| SELECTED PASSAGE |
According to a recent report by the Atlanta-based Centers for Disease Control and Prevention (CDC), health care workers continue to face significant challenges within the workspace. On Tuesday, the CDC’s “Vital Signs” report revealed that more than double the number of health care workers reported harassment at work last year compared to 2018. From threats to bullying to verbal abuse, the rise in harassment has only exacerbated other issues health care heroes are facing in the field.
“We depend on our nation’s health workers and they must be supported,” CDC chief medical officer Debra Houry, M.D., M.P.H., said in the report. “Employers can act now by modifying working conditions associated with burnout and poor mental health outcomes in health settings. And, CDC’s National Institute for Occupational Safety and Health (NIOSH) will be launching a national campaign—the Impact Wellbeing campaign—to provide health employers with resources to improve worker mental health.”
Before the pandemic began, health care workers were already facing “crisis levels” of burnout. The arrival of COVID-19, and its crippling of health care systems around the globe, only introduced new challenges to those working within the industry.
“This report is the first to describe and compare self-reported well-being and working conditions for health workers, other essential workers, and all other workers before the pandemic (2018) and after the start of the pandemic (2022),” the CDC reported. “It shows that health workers have continued to face a mental health crisis. From 2018 to 2022, U.S. health workers experienced greater declines on a range of mental health outcomes than other workers.”
As part of the report, the CDC has issued a call to action — including that health care workers should be allowed to participate in decision-making, building trust in management, providing supervisor assistance and enough time to complete work, and preventing and paying attention to harassment reports.

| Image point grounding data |
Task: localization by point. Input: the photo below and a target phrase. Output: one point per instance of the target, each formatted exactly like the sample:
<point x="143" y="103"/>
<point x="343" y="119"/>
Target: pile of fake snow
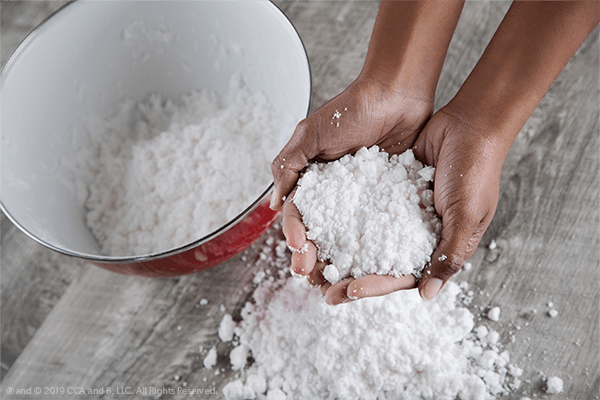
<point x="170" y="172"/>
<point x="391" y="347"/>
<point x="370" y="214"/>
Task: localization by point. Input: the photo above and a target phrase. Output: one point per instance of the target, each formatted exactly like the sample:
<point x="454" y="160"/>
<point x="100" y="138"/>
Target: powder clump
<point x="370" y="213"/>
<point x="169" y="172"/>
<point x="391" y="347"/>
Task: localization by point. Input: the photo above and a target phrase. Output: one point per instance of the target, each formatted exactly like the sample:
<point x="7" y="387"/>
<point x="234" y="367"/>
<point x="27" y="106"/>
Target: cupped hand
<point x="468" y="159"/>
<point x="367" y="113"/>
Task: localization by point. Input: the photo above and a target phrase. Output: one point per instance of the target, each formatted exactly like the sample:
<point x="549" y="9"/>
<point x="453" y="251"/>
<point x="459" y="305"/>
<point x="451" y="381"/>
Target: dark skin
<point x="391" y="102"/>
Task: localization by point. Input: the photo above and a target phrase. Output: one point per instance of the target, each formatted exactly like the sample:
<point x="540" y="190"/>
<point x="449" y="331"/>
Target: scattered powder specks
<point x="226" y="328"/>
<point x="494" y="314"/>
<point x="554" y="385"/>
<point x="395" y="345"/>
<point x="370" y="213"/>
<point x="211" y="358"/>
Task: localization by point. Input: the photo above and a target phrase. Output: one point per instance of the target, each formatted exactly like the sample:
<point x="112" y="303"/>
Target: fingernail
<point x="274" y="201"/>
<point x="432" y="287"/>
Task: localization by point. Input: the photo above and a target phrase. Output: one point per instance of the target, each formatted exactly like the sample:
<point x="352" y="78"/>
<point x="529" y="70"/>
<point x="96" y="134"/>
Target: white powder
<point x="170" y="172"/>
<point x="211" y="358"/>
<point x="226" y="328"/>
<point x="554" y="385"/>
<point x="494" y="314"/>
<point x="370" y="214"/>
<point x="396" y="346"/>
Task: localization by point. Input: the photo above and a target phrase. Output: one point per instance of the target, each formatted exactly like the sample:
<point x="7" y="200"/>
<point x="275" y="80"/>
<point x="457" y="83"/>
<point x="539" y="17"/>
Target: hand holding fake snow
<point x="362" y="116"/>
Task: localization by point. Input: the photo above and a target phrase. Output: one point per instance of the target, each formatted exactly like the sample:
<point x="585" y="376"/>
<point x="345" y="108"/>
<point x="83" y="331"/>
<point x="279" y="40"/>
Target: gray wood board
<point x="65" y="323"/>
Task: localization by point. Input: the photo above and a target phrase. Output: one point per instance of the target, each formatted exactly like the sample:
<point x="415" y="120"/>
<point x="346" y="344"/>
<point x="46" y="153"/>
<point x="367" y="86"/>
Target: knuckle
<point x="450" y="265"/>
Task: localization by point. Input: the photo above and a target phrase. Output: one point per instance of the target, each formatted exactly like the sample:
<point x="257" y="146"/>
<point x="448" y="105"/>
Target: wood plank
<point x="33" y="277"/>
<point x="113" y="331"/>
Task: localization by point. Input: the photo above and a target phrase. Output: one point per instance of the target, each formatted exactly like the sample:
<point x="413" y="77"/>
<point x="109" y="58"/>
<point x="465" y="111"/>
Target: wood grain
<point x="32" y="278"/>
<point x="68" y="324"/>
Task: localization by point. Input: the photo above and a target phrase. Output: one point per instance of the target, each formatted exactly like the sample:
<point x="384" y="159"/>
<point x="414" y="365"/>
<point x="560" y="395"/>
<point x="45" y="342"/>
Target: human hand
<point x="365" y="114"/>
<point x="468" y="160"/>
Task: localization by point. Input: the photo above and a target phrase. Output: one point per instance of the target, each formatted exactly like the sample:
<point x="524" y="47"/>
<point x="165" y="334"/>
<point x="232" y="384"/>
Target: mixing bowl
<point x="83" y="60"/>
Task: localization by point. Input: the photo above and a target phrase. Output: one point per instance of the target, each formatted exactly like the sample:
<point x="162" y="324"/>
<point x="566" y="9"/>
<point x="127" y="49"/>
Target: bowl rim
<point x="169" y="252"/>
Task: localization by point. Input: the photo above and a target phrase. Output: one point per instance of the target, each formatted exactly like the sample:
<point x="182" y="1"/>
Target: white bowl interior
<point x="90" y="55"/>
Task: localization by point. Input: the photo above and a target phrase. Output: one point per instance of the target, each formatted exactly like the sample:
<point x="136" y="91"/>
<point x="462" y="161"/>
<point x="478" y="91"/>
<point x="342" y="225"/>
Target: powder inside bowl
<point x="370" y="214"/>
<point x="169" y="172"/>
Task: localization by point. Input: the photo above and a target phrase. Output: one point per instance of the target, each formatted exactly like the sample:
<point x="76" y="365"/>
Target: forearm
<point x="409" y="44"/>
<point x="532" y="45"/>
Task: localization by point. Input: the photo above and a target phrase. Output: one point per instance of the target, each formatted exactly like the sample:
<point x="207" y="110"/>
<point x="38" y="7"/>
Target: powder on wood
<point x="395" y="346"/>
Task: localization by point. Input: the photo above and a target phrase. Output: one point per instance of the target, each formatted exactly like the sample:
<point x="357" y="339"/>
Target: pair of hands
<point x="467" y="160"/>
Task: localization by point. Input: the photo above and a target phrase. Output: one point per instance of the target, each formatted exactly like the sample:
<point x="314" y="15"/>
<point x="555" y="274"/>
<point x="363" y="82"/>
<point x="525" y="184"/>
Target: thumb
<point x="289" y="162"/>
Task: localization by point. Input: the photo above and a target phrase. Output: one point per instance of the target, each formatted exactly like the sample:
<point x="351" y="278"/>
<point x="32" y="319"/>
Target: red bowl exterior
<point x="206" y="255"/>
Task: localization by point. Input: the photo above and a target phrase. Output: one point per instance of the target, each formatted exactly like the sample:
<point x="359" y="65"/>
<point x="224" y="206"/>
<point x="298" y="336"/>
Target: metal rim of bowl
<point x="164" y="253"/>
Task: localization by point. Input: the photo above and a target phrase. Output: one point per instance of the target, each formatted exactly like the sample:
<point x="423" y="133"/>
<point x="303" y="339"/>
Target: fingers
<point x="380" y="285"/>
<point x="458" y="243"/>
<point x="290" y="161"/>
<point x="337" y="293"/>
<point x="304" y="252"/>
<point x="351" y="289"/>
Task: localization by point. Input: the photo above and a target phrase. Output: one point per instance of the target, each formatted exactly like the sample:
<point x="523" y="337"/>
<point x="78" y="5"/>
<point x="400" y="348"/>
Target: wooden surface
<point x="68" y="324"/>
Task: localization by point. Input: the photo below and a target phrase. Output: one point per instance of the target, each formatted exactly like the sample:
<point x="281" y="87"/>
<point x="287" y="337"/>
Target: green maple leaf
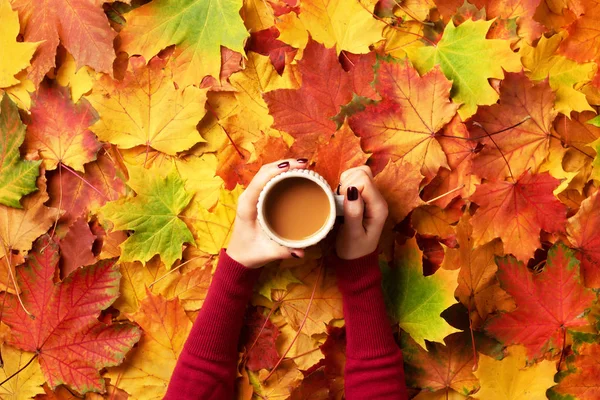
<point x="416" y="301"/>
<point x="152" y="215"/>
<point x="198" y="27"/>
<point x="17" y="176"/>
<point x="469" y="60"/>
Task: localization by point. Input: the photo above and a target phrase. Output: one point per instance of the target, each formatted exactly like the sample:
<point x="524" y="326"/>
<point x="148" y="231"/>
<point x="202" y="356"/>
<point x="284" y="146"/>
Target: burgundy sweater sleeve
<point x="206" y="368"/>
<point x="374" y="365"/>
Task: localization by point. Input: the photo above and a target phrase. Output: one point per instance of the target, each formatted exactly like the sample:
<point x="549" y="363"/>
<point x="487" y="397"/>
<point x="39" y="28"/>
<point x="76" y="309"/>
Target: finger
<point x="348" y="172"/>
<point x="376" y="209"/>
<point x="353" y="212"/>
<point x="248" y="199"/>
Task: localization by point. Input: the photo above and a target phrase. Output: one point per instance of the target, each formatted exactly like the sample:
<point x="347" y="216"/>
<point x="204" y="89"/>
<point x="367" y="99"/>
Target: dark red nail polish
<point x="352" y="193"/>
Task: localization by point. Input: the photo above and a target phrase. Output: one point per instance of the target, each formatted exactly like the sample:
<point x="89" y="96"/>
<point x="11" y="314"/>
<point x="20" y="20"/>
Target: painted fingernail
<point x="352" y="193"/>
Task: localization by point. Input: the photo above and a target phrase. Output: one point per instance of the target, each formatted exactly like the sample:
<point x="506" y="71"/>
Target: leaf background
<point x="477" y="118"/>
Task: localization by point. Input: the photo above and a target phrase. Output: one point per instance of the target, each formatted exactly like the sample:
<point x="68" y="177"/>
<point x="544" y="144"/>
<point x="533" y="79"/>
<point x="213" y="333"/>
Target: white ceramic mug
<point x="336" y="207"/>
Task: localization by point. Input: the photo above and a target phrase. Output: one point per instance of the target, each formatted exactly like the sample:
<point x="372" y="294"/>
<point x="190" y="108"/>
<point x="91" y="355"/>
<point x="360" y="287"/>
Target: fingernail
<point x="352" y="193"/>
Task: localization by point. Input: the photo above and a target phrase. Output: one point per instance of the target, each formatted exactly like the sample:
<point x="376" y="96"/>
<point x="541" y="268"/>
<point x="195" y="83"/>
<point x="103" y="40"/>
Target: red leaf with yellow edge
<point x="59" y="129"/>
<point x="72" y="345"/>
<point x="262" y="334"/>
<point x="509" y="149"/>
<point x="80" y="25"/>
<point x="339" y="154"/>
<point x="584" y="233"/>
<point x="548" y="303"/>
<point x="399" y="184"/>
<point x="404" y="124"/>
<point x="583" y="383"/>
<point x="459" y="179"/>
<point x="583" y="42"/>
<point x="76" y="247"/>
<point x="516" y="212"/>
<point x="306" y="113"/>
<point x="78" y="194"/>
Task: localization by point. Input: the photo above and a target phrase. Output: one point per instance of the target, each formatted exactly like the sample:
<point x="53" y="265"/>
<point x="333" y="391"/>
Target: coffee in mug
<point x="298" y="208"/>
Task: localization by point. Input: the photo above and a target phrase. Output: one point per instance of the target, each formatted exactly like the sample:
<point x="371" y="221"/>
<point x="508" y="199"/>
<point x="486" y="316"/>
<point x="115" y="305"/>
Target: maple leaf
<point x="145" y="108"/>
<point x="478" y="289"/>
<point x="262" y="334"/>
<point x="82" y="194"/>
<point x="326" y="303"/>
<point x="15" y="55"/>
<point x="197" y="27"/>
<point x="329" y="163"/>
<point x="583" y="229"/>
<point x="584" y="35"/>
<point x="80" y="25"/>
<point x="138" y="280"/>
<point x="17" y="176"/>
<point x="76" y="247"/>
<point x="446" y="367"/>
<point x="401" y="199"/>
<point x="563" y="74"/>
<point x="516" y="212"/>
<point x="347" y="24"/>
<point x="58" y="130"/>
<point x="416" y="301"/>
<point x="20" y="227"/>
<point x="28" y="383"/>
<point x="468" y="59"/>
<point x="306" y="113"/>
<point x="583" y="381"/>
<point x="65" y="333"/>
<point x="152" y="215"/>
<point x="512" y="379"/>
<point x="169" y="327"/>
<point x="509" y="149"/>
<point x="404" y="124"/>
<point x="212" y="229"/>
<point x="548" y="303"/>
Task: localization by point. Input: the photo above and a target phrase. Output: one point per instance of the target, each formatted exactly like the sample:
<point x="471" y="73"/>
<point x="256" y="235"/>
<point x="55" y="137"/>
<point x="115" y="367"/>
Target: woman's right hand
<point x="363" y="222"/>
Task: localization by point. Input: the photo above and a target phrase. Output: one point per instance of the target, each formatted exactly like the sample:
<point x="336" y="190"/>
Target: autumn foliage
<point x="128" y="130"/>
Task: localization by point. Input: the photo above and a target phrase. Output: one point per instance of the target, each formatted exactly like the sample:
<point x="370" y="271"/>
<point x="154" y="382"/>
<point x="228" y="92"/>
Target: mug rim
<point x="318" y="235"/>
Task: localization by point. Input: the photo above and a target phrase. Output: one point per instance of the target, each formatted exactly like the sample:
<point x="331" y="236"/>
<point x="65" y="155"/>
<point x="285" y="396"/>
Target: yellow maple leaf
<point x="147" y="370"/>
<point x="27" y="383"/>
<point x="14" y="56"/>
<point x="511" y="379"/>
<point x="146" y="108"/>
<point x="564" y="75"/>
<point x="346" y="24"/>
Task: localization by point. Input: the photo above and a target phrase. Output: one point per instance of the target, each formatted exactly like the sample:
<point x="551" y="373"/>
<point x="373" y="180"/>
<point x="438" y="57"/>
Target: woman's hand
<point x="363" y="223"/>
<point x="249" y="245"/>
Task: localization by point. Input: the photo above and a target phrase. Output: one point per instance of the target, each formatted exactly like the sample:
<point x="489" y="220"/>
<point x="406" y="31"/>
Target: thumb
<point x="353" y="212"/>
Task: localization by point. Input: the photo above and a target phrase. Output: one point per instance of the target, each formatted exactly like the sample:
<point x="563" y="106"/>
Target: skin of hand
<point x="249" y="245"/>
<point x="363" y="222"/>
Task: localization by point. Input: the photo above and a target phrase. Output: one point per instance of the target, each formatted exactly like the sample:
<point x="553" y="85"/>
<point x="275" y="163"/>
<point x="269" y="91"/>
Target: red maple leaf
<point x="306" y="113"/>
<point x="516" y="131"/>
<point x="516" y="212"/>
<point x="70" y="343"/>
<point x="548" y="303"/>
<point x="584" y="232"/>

| REQUIRED ACTION 1 |
Write out the portion of the article on health care worker well-being from "Before the pandemic began, health" to "within the industry.".
| REQUIRED ACTION 2 |
In the article on health care worker well-being, what is the name of the national campaign that NIOSH will be launching?
The items have no connection to the article on health care worker well-being.

| TASK SOLUTION 1 |
Before the pandemic began, health care workers were already facing “crisis levels” of burnout. The arrival of COVID-19, and its crippling of health care systems around the globe, only introduced new challenges to those working within the industry.

| TASK SOLUTION 2 |
The Impact Wellbeing campaign.